Direction
Beginning with the line where "For the dirt" appears, restate the lines word for word through the last one in the listing.

Records of labeled points
------------------------------

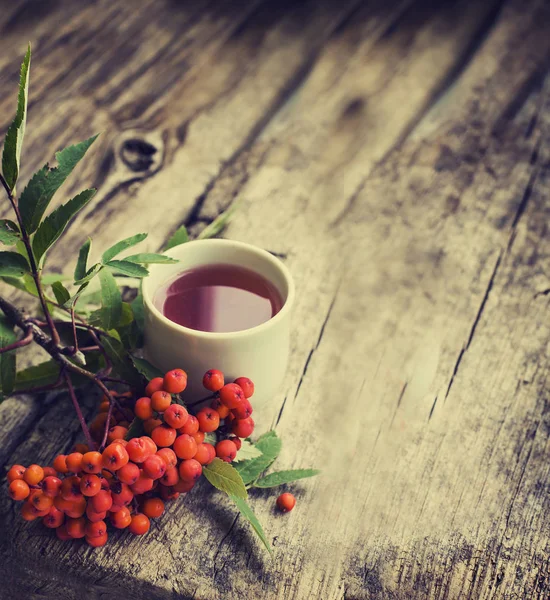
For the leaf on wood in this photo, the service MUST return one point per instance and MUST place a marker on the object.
(226, 478)
(111, 300)
(13, 143)
(249, 515)
(148, 370)
(119, 247)
(247, 452)
(9, 232)
(127, 268)
(7, 359)
(84, 252)
(54, 224)
(42, 186)
(39, 375)
(180, 236)
(282, 477)
(13, 264)
(270, 447)
(60, 292)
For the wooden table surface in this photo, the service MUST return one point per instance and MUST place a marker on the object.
(396, 156)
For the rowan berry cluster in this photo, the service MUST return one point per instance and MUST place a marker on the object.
(130, 480)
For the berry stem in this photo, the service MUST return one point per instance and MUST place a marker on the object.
(79, 414)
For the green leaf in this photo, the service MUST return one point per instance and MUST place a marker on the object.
(60, 292)
(7, 359)
(225, 477)
(219, 223)
(9, 232)
(90, 274)
(148, 370)
(39, 375)
(54, 225)
(40, 190)
(281, 477)
(13, 143)
(121, 246)
(84, 252)
(111, 300)
(180, 236)
(270, 447)
(13, 264)
(249, 515)
(247, 452)
(128, 268)
(149, 258)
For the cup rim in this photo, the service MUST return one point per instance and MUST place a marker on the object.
(224, 335)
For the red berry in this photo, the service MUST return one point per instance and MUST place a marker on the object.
(220, 408)
(190, 470)
(129, 473)
(19, 490)
(163, 435)
(150, 424)
(122, 518)
(231, 395)
(191, 426)
(176, 416)
(99, 541)
(90, 484)
(237, 442)
(213, 380)
(244, 410)
(155, 385)
(185, 446)
(286, 502)
(121, 493)
(226, 450)
(160, 401)
(246, 385)
(54, 518)
(203, 454)
(74, 462)
(115, 456)
(183, 486)
(168, 456)
(93, 516)
(209, 420)
(70, 489)
(16, 472)
(91, 462)
(243, 427)
(140, 524)
(142, 485)
(143, 408)
(171, 476)
(34, 474)
(153, 507)
(175, 381)
(102, 501)
(76, 528)
(96, 529)
(154, 467)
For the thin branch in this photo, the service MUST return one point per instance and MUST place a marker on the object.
(19, 344)
(79, 414)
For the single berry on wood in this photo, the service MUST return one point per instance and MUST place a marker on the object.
(213, 380)
(286, 502)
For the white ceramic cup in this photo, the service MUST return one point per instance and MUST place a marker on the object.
(260, 353)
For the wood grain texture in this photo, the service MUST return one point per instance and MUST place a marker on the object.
(395, 156)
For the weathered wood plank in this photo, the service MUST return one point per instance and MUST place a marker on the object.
(419, 361)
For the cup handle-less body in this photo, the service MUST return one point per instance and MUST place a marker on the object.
(260, 353)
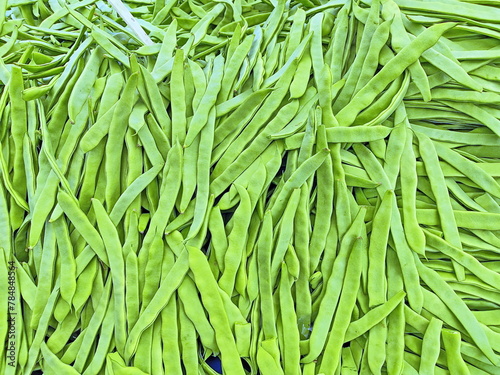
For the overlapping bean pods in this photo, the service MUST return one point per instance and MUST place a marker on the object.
(250, 187)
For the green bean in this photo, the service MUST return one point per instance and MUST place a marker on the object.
(333, 290)
(390, 71)
(459, 309)
(345, 305)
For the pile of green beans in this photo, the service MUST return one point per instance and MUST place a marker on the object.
(284, 187)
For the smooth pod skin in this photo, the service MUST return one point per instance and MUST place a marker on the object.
(269, 187)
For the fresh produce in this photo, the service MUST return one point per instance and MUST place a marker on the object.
(301, 187)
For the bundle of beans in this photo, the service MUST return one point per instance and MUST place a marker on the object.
(300, 187)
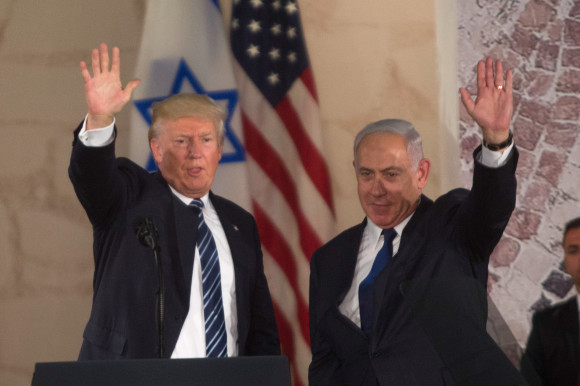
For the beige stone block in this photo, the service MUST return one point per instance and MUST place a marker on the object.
(521, 290)
(41, 328)
(24, 149)
(7, 254)
(46, 27)
(58, 252)
(534, 263)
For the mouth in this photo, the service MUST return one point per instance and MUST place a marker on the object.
(194, 171)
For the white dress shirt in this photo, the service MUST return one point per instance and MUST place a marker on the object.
(372, 241)
(191, 341)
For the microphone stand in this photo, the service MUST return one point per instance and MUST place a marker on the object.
(148, 236)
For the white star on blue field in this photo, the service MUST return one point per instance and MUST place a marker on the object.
(184, 74)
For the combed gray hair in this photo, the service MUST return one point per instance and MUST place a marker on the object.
(395, 126)
(187, 105)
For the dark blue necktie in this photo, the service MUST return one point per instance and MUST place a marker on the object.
(365, 289)
(213, 309)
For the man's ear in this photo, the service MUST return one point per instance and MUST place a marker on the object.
(156, 150)
(423, 172)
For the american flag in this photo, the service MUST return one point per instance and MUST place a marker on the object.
(289, 179)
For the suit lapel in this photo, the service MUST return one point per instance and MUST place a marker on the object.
(389, 280)
(239, 258)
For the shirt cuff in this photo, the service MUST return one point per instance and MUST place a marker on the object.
(494, 159)
(97, 137)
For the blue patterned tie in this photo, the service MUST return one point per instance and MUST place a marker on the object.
(365, 289)
(213, 310)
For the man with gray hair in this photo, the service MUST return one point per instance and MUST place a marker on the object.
(216, 298)
(400, 299)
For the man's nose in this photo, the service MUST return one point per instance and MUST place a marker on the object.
(194, 149)
(378, 187)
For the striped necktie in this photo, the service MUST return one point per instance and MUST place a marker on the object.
(213, 310)
(365, 289)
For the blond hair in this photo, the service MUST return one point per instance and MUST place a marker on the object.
(187, 105)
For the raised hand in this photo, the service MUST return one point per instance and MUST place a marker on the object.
(104, 92)
(493, 106)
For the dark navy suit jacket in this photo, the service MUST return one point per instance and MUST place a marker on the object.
(115, 194)
(552, 354)
(430, 301)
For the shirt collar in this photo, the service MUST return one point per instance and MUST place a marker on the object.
(374, 231)
(186, 200)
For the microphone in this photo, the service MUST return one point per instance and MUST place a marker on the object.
(147, 234)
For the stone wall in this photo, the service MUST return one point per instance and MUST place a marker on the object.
(540, 41)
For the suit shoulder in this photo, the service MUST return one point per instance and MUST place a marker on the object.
(230, 207)
(556, 311)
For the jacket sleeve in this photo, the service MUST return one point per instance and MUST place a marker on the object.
(263, 336)
(485, 213)
(97, 180)
(324, 368)
(532, 364)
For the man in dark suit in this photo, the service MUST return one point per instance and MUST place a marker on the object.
(552, 355)
(217, 301)
(423, 320)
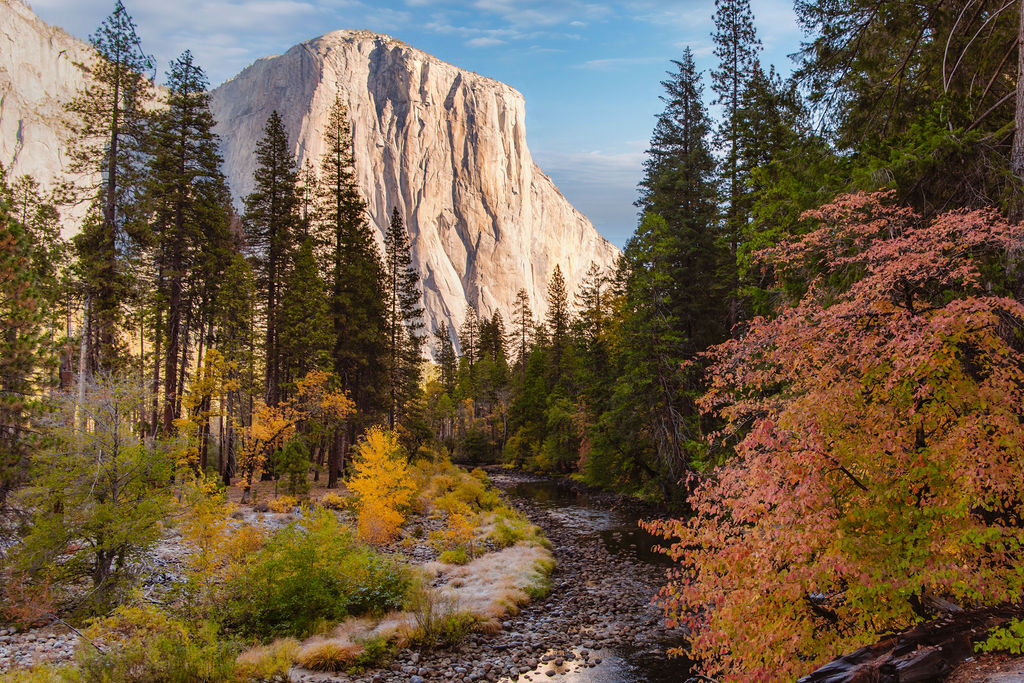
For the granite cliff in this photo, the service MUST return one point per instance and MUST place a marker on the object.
(444, 145)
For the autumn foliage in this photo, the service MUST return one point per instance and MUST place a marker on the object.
(383, 484)
(878, 429)
(315, 401)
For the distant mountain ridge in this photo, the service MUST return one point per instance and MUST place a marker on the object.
(444, 145)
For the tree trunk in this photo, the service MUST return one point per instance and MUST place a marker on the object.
(1017, 156)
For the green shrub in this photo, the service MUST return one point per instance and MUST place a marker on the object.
(41, 674)
(457, 556)
(145, 645)
(303, 575)
(1007, 638)
(376, 652)
(269, 664)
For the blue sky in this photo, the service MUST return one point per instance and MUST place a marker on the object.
(590, 70)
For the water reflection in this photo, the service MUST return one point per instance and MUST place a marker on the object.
(619, 531)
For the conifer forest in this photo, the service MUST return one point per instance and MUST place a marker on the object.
(237, 444)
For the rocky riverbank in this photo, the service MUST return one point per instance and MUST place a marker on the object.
(598, 621)
(596, 624)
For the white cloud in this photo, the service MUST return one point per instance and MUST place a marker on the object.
(484, 41)
(616, 63)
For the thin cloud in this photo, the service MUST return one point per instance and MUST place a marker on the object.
(616, 63)
(484, 41)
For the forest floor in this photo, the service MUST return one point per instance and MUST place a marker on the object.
(598, 602)
(600, 605)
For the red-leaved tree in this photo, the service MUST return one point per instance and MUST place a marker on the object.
(878, 423)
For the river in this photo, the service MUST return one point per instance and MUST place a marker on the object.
(607, 577)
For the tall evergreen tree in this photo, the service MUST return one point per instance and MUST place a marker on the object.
(357, 301)
(304, 325)
(558, 323)
(918, 96)
(187, 197)
(22, 344)
(404, 317)
(357, 306)
(109, 134)
(446, 360)
(237, 340)
(679, 185)
(270, 218)
(523, 321)
(736, 46)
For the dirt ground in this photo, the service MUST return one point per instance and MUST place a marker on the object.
(990, 669)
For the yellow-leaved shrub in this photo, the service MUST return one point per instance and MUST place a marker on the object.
(383, 485)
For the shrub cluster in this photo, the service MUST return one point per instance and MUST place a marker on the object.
(308, 572)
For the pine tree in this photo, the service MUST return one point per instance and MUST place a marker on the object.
(558, 323)
(592, 323)
(469, 337)
(357, 301)
(357, 305)
(271, 214)
(109, 134)
(237, 340)
(304, 325)
(22, 344)
(915, 96)
(736, 47)
(679, 185)
(446, 359)
(50, 253)
(186, 195)
(404, 324)
(523, 319)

------------------------------

Task answer
For the dirt ground in this photo, the service MUST return one point per instance and MUST place a marker on the object.
(990, 669)
For the yellow-leaved shrub in this photo, the service MUST return one point per instance and MUST place a marker on the object.
(383, 485)
For the shrub cluster in this photo, the service MUST return one point per instance and MUST place a marker on the object.
(308, 572)
For the pine tree in this photo, the service MUST return one point per instance and MUST place a marker on the object.
(558, 323)
(592, 323)
(469, 337)
(357, 301)
(357, 305)
(271, 214)
(109, 134)
(237, 340)
(304, 325)
(22, 344)
(915, 96)
(736, 47)
(679, 185)
(446, 359)
(50, 253)
(186, 195)
(404, 324)
(523, 319)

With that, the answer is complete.